### [THE INPUT]
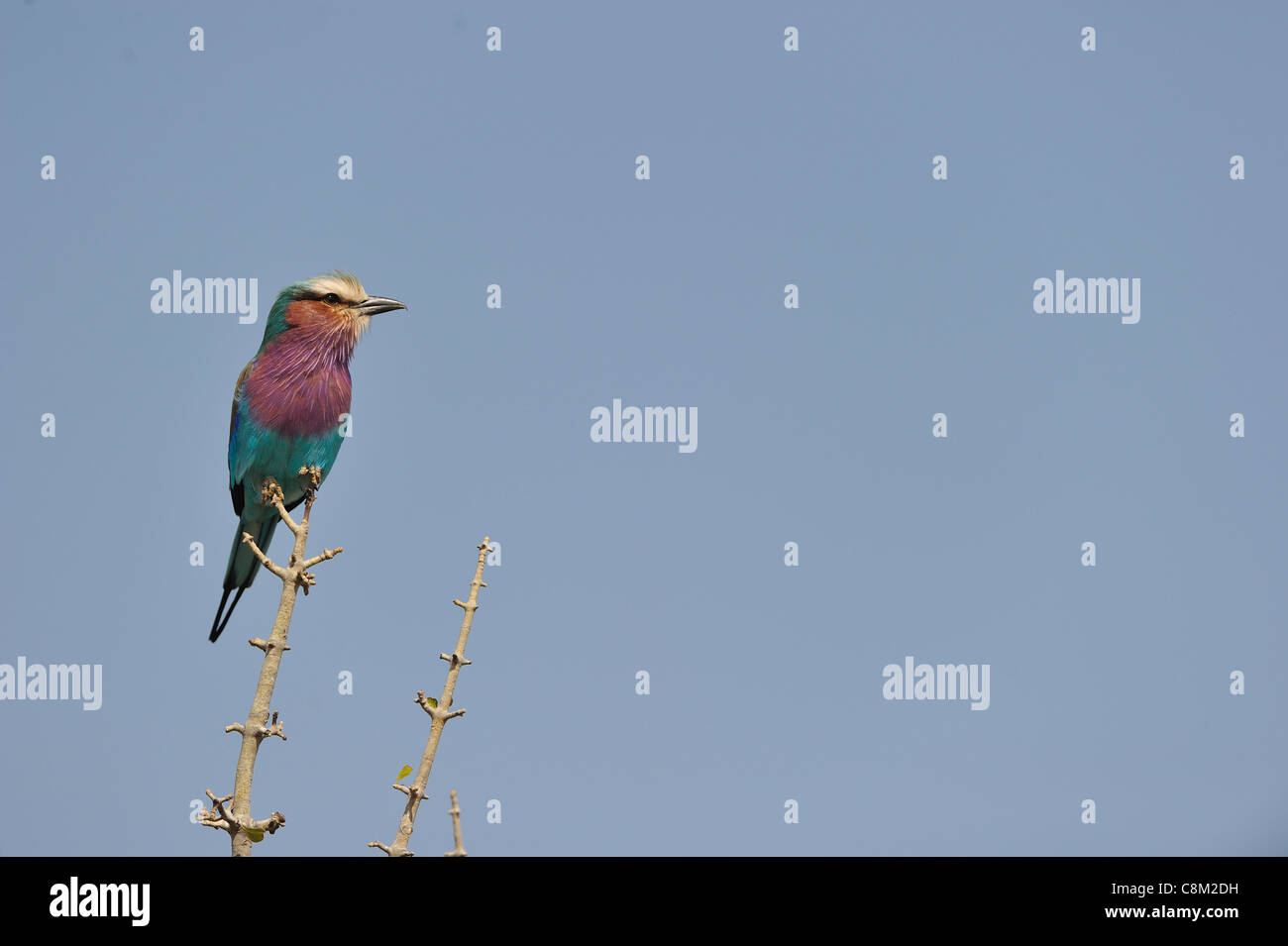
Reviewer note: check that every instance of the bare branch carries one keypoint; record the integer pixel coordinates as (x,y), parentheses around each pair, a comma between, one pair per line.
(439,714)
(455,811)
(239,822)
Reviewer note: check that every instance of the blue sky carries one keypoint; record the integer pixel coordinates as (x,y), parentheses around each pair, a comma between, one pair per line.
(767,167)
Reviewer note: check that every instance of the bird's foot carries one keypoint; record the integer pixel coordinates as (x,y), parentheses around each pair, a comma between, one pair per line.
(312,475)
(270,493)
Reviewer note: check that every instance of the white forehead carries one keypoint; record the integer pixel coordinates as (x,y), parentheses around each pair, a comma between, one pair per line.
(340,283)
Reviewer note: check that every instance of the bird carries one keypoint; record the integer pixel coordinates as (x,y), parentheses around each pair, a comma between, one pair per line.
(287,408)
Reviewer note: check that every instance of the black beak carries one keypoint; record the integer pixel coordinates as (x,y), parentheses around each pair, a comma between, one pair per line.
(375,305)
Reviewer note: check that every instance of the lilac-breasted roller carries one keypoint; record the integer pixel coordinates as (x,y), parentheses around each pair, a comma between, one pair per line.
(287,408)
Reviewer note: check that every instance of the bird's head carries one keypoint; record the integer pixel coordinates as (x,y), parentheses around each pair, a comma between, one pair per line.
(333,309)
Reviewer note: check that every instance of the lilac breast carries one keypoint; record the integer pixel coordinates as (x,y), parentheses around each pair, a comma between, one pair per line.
--
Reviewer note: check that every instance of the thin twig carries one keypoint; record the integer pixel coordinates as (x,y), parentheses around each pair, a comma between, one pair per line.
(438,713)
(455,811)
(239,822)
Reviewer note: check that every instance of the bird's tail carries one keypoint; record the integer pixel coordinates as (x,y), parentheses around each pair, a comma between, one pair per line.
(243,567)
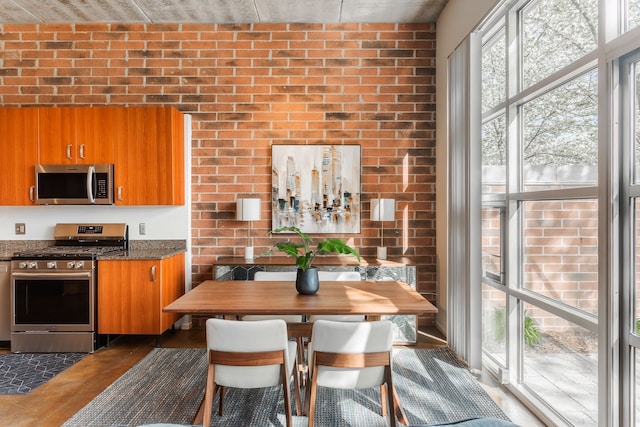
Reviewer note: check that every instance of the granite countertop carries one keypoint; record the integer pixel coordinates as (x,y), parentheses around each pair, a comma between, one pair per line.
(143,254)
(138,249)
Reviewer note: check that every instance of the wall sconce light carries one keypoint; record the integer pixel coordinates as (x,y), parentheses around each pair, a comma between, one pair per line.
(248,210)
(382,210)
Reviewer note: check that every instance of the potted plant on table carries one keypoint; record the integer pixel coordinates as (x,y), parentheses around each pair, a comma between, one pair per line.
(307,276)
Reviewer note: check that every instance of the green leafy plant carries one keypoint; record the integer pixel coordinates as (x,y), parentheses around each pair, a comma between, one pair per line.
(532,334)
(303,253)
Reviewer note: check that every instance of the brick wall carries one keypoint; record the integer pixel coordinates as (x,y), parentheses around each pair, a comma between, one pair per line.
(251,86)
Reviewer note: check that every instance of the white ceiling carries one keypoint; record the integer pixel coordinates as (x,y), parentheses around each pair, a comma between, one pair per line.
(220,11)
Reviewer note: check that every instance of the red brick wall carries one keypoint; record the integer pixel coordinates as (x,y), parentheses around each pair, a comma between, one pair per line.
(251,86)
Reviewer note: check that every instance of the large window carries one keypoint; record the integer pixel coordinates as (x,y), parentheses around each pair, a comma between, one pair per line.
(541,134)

### [INSTRUCTIONS FOR THE TASK]
Above are the records; from them, give again exactly the lines from the one containing "Reviewer note: check that every instance of the lilac-breasted" to the one containing "Reviewer note: check that every instance of the lilac breast", both lines included, and nothing more.

### [EXERCISE ANSWER]
Reviewer note: check that every instance of the lilac-breasted roller carries one keypoint; record the integer pixel coordinates as (x,y), parentheses around each pair, a comma between, one pair per line.
(287,408)
Reviewer note: check that every instance of the bird's head carries one keypoint; record the integer pixel coordinates as (x,y), parentheses around each pair, a comma between, one pair per line.
(333,309)
Reviewer note: check that every instance of the lilac breast carries one keypoint; record the integer pixel coordinates as (x,y), parentheses around each pair, a comma between, one pair per line.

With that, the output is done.